▶ _What needs to be done_
The listing below is to be given again in full and word for word, without its images.

*** Begin section ***

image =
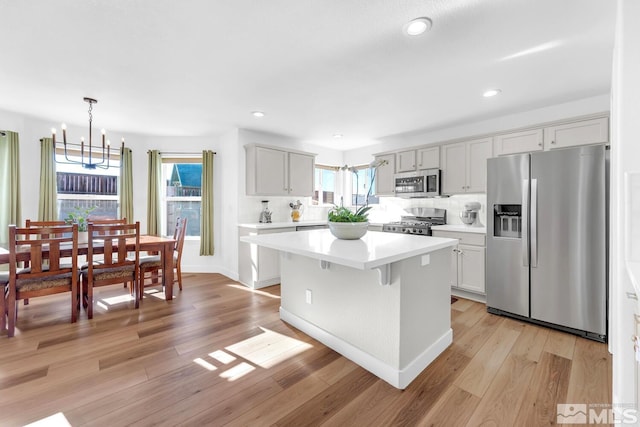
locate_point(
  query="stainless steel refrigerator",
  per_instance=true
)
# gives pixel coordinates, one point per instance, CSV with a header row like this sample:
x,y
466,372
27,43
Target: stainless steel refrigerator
x,y
547,233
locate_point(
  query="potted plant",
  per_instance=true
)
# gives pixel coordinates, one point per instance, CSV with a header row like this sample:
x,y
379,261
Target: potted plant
x,y
351,225
80,216
345,224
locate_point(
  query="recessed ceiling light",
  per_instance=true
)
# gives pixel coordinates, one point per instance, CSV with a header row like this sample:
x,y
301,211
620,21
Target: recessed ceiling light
x,y
417,26
491,92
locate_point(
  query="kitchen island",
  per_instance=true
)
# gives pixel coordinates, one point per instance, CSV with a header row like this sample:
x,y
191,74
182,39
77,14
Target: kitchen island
x,y
382,301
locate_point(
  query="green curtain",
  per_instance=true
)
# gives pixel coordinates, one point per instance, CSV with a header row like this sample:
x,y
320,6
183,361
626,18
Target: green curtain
x,y
126,185
206,216
10,205
153,193
48,205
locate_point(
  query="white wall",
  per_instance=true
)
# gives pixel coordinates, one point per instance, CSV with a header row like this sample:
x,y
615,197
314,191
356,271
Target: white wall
x,y
625,204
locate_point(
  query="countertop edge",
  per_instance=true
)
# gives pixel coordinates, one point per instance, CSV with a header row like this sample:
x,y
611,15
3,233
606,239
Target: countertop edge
x,y
360,265
461,228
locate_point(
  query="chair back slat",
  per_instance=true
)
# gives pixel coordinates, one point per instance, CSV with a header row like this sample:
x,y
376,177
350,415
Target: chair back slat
x,y
41,241
46,275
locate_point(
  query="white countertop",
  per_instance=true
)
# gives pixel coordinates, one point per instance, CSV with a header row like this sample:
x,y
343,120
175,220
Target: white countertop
x,y
461,228
373,250
283,224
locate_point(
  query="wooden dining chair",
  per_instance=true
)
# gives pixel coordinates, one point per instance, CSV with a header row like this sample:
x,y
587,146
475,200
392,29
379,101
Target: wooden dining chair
x,y
31,223
41,278
115,242
151,265
4,288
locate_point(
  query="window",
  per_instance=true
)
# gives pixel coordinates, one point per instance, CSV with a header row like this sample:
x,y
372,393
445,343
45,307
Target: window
x,y
86,188
182,195
360,183
324,185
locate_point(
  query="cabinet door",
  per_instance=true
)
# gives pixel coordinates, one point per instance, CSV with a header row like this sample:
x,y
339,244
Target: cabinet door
x,y
454,179
478,152
271,171
406,161
301,174
385,184
584,132
518,142
428,158
471,268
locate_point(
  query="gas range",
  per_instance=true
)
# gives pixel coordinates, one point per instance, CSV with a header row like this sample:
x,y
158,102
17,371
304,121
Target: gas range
x,y
419,225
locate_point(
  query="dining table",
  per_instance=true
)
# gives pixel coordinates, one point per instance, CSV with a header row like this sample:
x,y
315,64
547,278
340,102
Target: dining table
x,y
162,245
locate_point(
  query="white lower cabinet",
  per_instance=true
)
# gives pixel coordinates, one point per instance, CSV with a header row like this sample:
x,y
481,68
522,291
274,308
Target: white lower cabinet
x,y
259,267
468,262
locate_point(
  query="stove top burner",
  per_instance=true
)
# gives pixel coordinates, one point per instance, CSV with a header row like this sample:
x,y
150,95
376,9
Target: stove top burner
x,y
414,225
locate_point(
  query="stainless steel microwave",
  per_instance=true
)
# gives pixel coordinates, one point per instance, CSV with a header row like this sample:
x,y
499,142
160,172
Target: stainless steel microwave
x,y
422,183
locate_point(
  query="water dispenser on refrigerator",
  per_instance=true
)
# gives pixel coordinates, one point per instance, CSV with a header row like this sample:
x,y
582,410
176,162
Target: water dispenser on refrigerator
x,y
507,221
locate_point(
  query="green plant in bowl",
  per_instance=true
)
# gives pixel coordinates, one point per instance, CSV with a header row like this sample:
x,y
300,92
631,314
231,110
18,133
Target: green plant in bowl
x,y
342,214
80,216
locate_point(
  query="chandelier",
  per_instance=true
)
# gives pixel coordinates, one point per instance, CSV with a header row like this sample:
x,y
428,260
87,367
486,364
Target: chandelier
x,y
91,156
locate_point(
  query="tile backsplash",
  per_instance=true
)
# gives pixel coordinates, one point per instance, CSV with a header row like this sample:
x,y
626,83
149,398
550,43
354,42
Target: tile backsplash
x,y
392,208
389,209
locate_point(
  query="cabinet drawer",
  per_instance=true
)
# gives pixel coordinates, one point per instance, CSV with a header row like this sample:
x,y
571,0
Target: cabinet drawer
x,y
464,238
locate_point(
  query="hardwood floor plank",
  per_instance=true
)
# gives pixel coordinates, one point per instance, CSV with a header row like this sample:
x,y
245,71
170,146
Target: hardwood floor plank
x,y
589,371
560,343
502,401
531,342
485,364
325,404
473,338
430,385
453,408
548,387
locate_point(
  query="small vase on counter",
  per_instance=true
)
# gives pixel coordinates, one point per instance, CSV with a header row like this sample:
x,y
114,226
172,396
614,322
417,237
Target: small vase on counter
x,y
296,211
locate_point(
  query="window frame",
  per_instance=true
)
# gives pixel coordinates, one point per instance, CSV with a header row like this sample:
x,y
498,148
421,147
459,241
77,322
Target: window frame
x,y
191,158
318,186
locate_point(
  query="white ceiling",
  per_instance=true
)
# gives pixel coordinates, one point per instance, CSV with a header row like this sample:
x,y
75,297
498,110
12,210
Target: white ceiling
x,y
315,67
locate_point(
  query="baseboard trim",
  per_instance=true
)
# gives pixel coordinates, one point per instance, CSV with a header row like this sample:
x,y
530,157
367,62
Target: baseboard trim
x,y
399,378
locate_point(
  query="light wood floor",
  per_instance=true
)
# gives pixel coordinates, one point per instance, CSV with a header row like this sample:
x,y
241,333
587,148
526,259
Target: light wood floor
x,y
219,355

*** End section ***

▶ _Response_
image =
locate_point(
  query="stainless steel refrigerator",
  per_instance=true
)
# gives pixel coordinates, one point per instance, CSV with a header row like this sample:
x,y
466,372
27,43
Target: stainless steel refrigerator
x,y
547,233
locate_point(
  query="potted plant",
  per_instance=true
)
# gives pixel coordinates, one point per instance, CSV with a header row like this sample:
x,y
379,261
Target: potted plant
x,y
351,225
80,216
345,224
locate_point(
  query="recessed ceiling light",
  per_instance=true
)
# gives pixel coordinates, one point per instance, CSV with a header row like this sample:
x,y
301,211
620,21
Target: recessed ceiling light
x,y
417,26
491,92
locate_point(
  query="kitchen island",
  per_instance=true
)
# gives pixel coordinates, one point per instance, CSV with a header row like this sample:
x,y
191,74
182,39
77,14
Target: kitchen island
x,y
382,301
locate_point(
  query="green curtain",
  per_instance=true
)
# gives pixel coordinates, one point per instance, CSV with a header row like this sample:
x,y
320,6
183,361
626,18
Target: green curtain
x,y
126,185
206,216
10,205
153,193
48,205
locate_point(
  query="white wall",
  per_instance=true
)
# gives pixel coordinates, one point per instance, CSV with a header row like this sample:
x,y
615,197
314,191
356,271
Target: white wall
x,y
625,204
locate_point(
  query="countertop edge",
  per_instance=true
)
# gives pixel coordinates, one point per instance, CSV with a header row like this sample:
x,y
611,15
3,233
606,239
Target: countertop edge
x,y
360,265
461,228
locate_point(
  query="chair back slat",
  per_instance=true
)
# gives pixel coordinates, one point per instance, CSV with a header row like this sample:
x,y
376,177
350,415
Target: chair back slat
x,y
41,241
46,275
locate_point(
  query="white countertop",
  per_instance=true
)
# gives pixel coordinates, one point per instance, CSV with a header row like this sample:
x,y
343,120
175,220
Target: white countertop
x,y
461,228
373,250
283,224
locate_point(
  query="wooden dining chair",
  per_instance=true
)
# gives pixel coordinates, one point per instance, CSV with a header row like this sample:
x,y
587,146
475,200
392,29
379,101
Target: wooden dining chair
x,y
31,223
41,278
115,242
151,265
4,288
locate_point(
  query="window",
  per_instance=true
)
# gives pixel coordinates, one point per instance, CSV with a header row like this sample:
x,y
372,393
445,343
45,307
Target: window
x,y
86,188
182,195
360,183
324,185
locate_point(
  query="cabinet door",
  per_instance=true
)
# gives pixel coordinates, one point per instance, CSV with a header row like this sample:
x,y
339,244
Target: cabinet door
x,y
454,179
478,152
271,171
406,161
301,174
385,184
584,132
518,142
428,158
471,268
locate_point(
  query="gas range",
  per_instance=true
)
# gives pixel coordinates, one point per instance, CSV with a header row like this sample:
x,y
158,102
17,371
304,121
Target: gas range
x,y
419,225
locate_point(
  query="dining table",
  per_instance=true
)
# gives pixel coordinates, one point per instance, CSV with a header row like this sample:
x,y
315,64
547,278
340,102
Target: dining table
x,y
162,245
locate_point(
  query="white lower cabinet",
  per_instance=true
)
# gives pixel coordinates, one point per instance, CSV with a header row like this sample:
x,y
481,68
522,291
274,308
Target: white lower cabinet
x,y
259,267
468,262
locate_point(
  query="stove top burner",
  per_instance=true
)
# gives pixel coordinates, one point per instance, CSV with a header row like this sample:
x,y
150,95
376,9
Target: stove top burner
x,y
414,225
locate_point(
  query="stainless steel microwave",
  per_instance=true
)
# gives pixel coordinates, one point per instance, CSV with a header row like this sample:
x,y
499,142
160,172
Target: stainless steel microwave
x,y
422,183
locate_point(
  query="water dispenser on refrigerator",
  per_instance=true
)
# gives pixel coordinates, one point per instance, CSV with a header row like this sample:
x,y
582,410
176,162
Target: water dispenser on refrigerator
x,y
507,221
locate_point(
  query="green plant in bowl",
  per_instance=true
)
# gives pixel coordinates, one point per instance, CSV with a header row like this sample:
x,y
300,92
631,314
231,110
18,133
Target: green plant in bowl
x,y
342,214
80,216
locate_point(
  query="chandelier",
  per_instance=true
)
# gives pixel coordinates, one point per instance, CSV with a header row like this sample:
x,y
428,260
87,367
486,364
Target: chandelier
x,y
91,156
locate_point(
  query="tile backsplash",
  per_instance=true
)
# gives pixel coordinates, one point per instance, CSV with a header row like this sample:
x,y
626,83
149,398
550,43
354,42
Target: tile backsplash
x,y
392,208
389,209
locate_point(
  query="cabinet drawer",
  per_instance=true
)
# gives pixel coordinates, one point per instance, CSV with a header row like this sample:
x,y
571,0
Target: cabinet drawer
x,y
464,238
locate_point(
  query="hardwood floor plank",
  per_instance=true
)
# gives pixel coordinates, one point per instance, CSV with a header row like this sample:
x,y
245,71
170,146
Target: hardwood floor plank
x,y
589,371
560,343
502,401
531,342
485,364
325,404
473,338
430,385
453,408
548,387
locate_point(
  query="small vase on counter",
  per_instance=true
)
# gives pixel coordinates, one point per instance, CSV with a header row like this sample:
x,y
114,226
172,396
614,322
417,237
Target: small vase on counter
x,y
296,211
locate_point(
  query="window frame",
  per_instance=true
)
# gives pixel coordinates, one point per instance, CSV with a header row like this sample:
x,y
498,148
421,147
459,241
77,322
Target: window frame
x,y
191,158
318,186
locate_point(
  query="white ceiling",
  per_instance=true
)
# gives pixel coordinates, one point per instance, CSV with a header row like this sample:
x,y
75,297
498,110
12,210
Target: white ceiling
x,y
315,67
locate_point(
  query="baseboard trim",
  per_instance=true
)
# gives pixel coordinates, one point per instance, CSV with a header row like this sample:
x,y
530,157
367,62
Target: baseboard trim
x,y
399,378
locate_point(
  query="light wood floor",
  per_instance=true
)
# gives pixel coordinates, one point per instance, CSV with a header row like this sample:
x,y
241,333
587,148
526,259
Target: light wood floor
x,y
219,355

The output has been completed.